| TEXT TO READ |
----

Part of the book series: Advances in Intelligent Systems and Computing ((AISC,volume 196))

Abstract

An interesting approach towards human-level intelligence has been proposed at BICA 2011 [1]. Namely, it is proposed that an intelligent artificial BICA agent would be able to win a political election against human candidates.

The current work proposes another approach. Our approach is based on the fact that the most serious cognitive processes are processes of scientific cognition. The background of this approach is the report by Modest Vaintsvaig at the Russian conference “Neuroinformatics-2011” [2]; that report considers the models of an autonomous agent that tries to cognize elementary laws of mechanics. The agent observes movements and collisions of rigid bodies, forms its own knowledge about interactions of bodies. Basing on these observations, the agent can generalize its knowledge and cognize regularities of mechanical interactions. So, modeling of such autonomous agents, we can try to analyze, how agents could discover (by themselves, without any human help) elementary laws of mechanics. Ultimately, such agents could discover three Newton’s laws of mechanics. Thus, we can investigate autonomous agents that could come to the discovery of the laws of nature. It is natural to think that these agents have human-level intelligence.

----

| GIVEN DATA |

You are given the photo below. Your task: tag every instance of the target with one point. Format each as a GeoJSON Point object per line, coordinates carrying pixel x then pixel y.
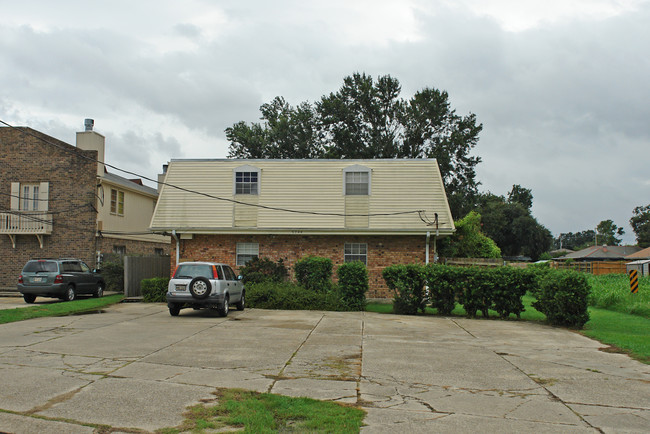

----

| PROMPT 1 |
List every action the agent performs in the two sentences of the abstract that begin "The agent observes" and "Basing on these observations".
| PROMPT 2 |
Continue the abstract on autonomous agents that discover the laws of mechanics, starting after its last sentence.

| RESULT 1 |
- Observes movements and collisions of rigid bodies
- Forms its own knowledge about interactions of bodies
- Generalizes its knowledge
- Cognizes regularities of mechanical interactions

| RESULT 2 |
Using our knowledge about scientific activity of Isaac Newton, we can represent intelligence of such investigating agent in some details. The agent should have an aspiration for the acquisition of the new knowledge and for the transforming of its knowledge into compact form. The agent should have the curiosity that directs the agent to ask the questions about the external world and to resolve these questions by executing real physical experiments. The agent should take into account the interrelations between different kinds of the scientific knowledge. It is natural to assume that a certain society of cognizing agents exists; the agent of the society informs other agents about its scientific results. For example, considering Isaac Newton as a prototype of the main agent, we can consider also agents that are analogous to Galileo Galilei, Rene Descartes, Johannes Kepler, Gottfried Wilhelm Leibniz, Robert Hooke. The agent should have the self-consciousness, the emotional estimation of the results of its cognition activity and the desire to reach the highest results within the society. Agents should have the tendency to get the clear, strong and compact knowledge, such as Newton’s laws or Euclidean axioms.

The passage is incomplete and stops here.